§ **Task instructions**
Would you return every entry below without a single difference?

§ **Data for review**
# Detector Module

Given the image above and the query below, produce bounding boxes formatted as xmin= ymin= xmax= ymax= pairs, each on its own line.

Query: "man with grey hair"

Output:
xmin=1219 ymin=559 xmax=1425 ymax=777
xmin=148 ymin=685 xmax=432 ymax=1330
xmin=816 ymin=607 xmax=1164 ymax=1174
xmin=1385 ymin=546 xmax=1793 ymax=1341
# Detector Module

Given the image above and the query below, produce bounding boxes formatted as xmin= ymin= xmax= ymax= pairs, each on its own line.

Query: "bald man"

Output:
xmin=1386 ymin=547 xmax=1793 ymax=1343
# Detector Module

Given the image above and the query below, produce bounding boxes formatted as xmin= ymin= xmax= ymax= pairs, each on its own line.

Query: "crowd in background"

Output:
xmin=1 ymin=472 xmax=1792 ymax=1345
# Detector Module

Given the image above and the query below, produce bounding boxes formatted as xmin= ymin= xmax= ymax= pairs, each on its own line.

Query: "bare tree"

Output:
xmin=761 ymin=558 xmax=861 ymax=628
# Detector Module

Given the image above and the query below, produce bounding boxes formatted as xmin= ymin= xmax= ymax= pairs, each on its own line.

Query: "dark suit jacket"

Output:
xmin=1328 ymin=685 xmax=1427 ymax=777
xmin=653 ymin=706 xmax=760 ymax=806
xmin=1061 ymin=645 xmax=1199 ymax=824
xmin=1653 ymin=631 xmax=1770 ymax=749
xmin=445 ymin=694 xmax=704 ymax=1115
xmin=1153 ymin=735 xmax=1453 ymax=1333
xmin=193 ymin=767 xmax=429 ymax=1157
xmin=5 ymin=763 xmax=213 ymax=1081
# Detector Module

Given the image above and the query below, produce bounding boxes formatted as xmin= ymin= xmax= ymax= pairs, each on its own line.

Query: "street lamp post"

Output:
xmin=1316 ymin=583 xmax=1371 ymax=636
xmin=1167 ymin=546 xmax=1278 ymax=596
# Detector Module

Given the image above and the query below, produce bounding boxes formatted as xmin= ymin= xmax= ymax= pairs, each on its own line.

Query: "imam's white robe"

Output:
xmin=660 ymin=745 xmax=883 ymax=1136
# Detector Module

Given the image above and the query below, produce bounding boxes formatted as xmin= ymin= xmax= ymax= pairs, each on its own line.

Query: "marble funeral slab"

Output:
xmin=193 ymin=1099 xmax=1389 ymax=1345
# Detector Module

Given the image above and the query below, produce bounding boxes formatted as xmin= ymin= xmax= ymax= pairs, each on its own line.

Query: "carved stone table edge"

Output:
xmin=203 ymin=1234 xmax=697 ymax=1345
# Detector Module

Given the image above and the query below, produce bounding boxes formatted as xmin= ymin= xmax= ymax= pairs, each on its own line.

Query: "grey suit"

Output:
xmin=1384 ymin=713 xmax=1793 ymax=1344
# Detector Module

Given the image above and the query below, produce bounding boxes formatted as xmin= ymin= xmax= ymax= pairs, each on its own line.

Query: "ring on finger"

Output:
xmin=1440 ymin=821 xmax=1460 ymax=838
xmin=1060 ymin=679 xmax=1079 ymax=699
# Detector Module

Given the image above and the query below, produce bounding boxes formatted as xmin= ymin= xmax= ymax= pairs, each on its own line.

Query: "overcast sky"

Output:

§ **Reply to the task**
# Detector Module

Given the image above and the query below, produce bounding boxes formatted as xmin= ymin= xmax= ymax= pairs, each on its own line.

Query: "man with grey hair"

Output:
xmin=1219 ymin=559 xmax=1425 ymax=777
xmin=148 ymin=685 xmax=432 ymax=1330
xmin=816 ymin=607 xmax=1164 ymax=1174
xmin=1385 ymin=546 xmax=1793 ymax=1341
# Detector Module

Given the image above and the query below, produce bounding boxes formatted as xmin= ymin= xmax= ymax= pairs, each on its own line.

Query: "bald man"

Output:
xmin=1386 ymin=547 xmax=1793 ymax=1343
# Detector Module

Given the image above and the query below, produce bounding boxes formatted as xmin= ymin= xmax= ymax= pairs, each on its own line.

Query: "crowd in background"

Output:
xmin=1 ymin=472 xmax=1792 ymax=1345
# Detector Module

Given the image above and the query below, produce bounding boxes formatted as xmin= ymin= xmax= ymax= pairs, each on its own line.

Query: "bare tree"

Output:
xmin=761 ymin=558 xmax=861 ymax=628
# Detector Module

Given the image above and the query below, produce bounding boxes formatted as xmin= ymin= xmax= ymax= pairs, each on its own line.

Query: "dark suit jacket"

Output:
xmin=1328 ymin=685 xmax=1427 ymax=777
xmin=653 ymin=706 xmax=760 ymax=806
xmin=1061 ymin=645 xmax=1199 ymax=824
xmin=1653 ymin=631 xmax=1770 ymax=749
xmin=445 ymin=694 xmax=704 ymax=1115
xmin=1153 ymin=735 xmax=1453 ymax=1333
xmin=193 ymin=767 xmax=429 ymax=1157
xmin=5 ymin=763 xmax=213 ymax=1081
# Detector Module

Given the image above and the query below, produce bounding boxes formatted as xmin= ymin= xmax= ymax= pairs, each on its own line.

Query: "street lamp post"

Output:
xmin=1316 ymin=583 xmax=1371 ymax=636
xmin=1167 ymin=546 xmax=1278 ymax=596
# Detector Module

Given the image above and the query below, produce bounding boxes formatted as xmin= ymin= xmax= ymax= pairs, each on its own line.

Query: "imam's white robe"

Output:
xmin=660 ymin=745 xmax=883 ymax=1136
# Detector Module

Given the image above and the query below, produce bounding boxes formatted as xmin= ymin= xmax= ymax= pairs, each on its own line.

Query: "marble funeral slab"

Output:
xmin=193 ymin=1099 xmax=1389 ymax=1345
# Detector Module

Given the image above and the query below, produce bounding boxes formatted as xmin= ymin= xmax= ymax= pairs, each on its own line.

Query: "carved stone table edge"

Output:
xmin=203 ymin=1234 xmax=697 ymax=1345
# Detector Module

Given the image above and the query below, produce bounding boxes formatted as xmin= ymin= xmax= ymax= pairs, each on its own line.

Query: "grey suit"

Output:
xmin=1384 ymin=713 xmax=1793 ymax=1344
# Detector Module

Given the image above and the query below, produce bounding boxes formatted as xmin= ymin= xmax= ymax= pairs, each on its own line.

Query: "ring on finger"

Output:
xmin=1440 ymin=821 xmax=1460 ymax=838
xmin=1060 ymin=679 xmax=1079 ymax=699
# Detector Module

Given the image above and the query below, produce bounding boxes formatted as xmin= ymin= xmax= ymax= pairs, each on its own line.

Query: "overcast sky"

Output:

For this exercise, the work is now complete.